DOCUMENT SEGMENT

The Passion of the Christ expresses horror, chaos in the universe, Jesus’ isolation, vulnerability, betrayal, pain and ultimately restoration because the Father loves the Son who rises from the dead overcoming death, sin, and the devil forever. In The Passion of the Christ, Satan and God seem to be in contention over the son, Jesus. Christ is overwhelmed by the dark forces but ultimately triumphs. Jesus’ passion death and resurrection were to redeem us from sin, yes, but also to save us from suffering. This restoration of order, or regaining of control, marks the end of most horror movies and offers audiences a way to assuage their own fears. The sacramental is very evident in The Passion of the Christ, because the film is the external manifestation of immense internal and grace-filled realities.

The Conjuring

Real life husband and wife Ed (Patrick Wilson) and Lorraine (Vera Farmiga) Warren are a Catholic couple who believe that God brought them together for a reason, to work as demonologists and debunkers of the occult and demonic possession as called for in their investigations. Sometimes they report to a local priest to arrange for an exorcism. It’s the 1970s and they have already dealt with the paranormal in Amityville, New York (made into the 1979 film The Amityville Horror). They also have a museum of the occult that they keep so the creatures that possess them will not escape. They worry about their young daughter who wanders into the locked room and warn her away.

In Rhode Island, Roger (Ron Livingston) and Carolyn (Lili Taylor) move into an old isolated farmhouse with their five young daughters. Happy at first, they discover a hidden basement and an old clown toy that one of the girls keeps. It becomes a mirror to a ghost that the family discovers committed murder and suicide in the house and on the property decades before. The family dog is found butchered outside; birds crash into the windows and die. Then Carolyn develops bruises on her body, a funky smell at 3:07pm every night, one of the girls sleep walks, something is pulling at the children’s feet while they sleep, and it becomes evident that the house and family are being oppressed, obsessed, and finally Carolyn is possessed.

Roger approaches Ed who investigates, but doesn’t want to involve Lorraine if he can help it because she feels things too intensely. Eventually, with an assistant and a sheriff’s deputy, they set up their equipment and actually film something that they show a priest. While he is requesting permission to do an exorcism, Ed and Lorraine ask Roger if the children have been baptized. He replies that they never got around to it, and this lack of baptism causes the Warrens to pause. Why? Though not in the film, the obvious reason is that when a child is baptized the godparents reject Satan in the name of the child, until they can profess this themselves. Things get so bad that Ed brings crucifixes to the house and then holding a cross, carries out the exorcism himself.

TO BE DONE
Reproduce the film commentary verbatim between "The Passion of the Christ expresses" and "and grace-filled realities.", inclusive.

INFORMATION GIVEN

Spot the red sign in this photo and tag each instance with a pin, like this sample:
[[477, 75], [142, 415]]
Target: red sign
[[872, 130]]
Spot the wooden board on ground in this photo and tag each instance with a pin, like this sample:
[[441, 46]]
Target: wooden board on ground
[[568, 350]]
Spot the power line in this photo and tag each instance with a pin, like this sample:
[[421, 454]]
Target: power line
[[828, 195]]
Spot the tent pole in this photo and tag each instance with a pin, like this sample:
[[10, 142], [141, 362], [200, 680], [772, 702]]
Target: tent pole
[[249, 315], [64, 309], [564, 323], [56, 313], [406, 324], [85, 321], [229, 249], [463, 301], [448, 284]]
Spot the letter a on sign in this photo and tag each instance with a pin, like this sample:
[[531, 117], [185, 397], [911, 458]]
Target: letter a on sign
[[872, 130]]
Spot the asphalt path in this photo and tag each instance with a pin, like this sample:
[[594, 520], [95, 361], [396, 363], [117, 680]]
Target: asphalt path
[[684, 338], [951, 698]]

CORRECT RESULT
The Passion of the Christ expresses horror, chaos in the universe, Jesus’ isolation, vulnerability, betrayal, pain and ultimately restoration because the Father loves the Son who rises from the dead overcoming death, sin, and the devil forever. In The Passion of the Christ, Satan and God seem to be in contention over the son, Jesus. Christ is overwhelmed by the dark forces but ultimately triumphs. Jesus’ passion death and resurrection were to redeem us from sin, yes, but also to save us from suffering. This restoration of order, or regaining of control, marks the end of most horror movies and offers audiences a way to assuage their own fears. The sacramental is very evident in The Passion of the Christ, because the film is the external manifestation of immense internal and grace-filled realities.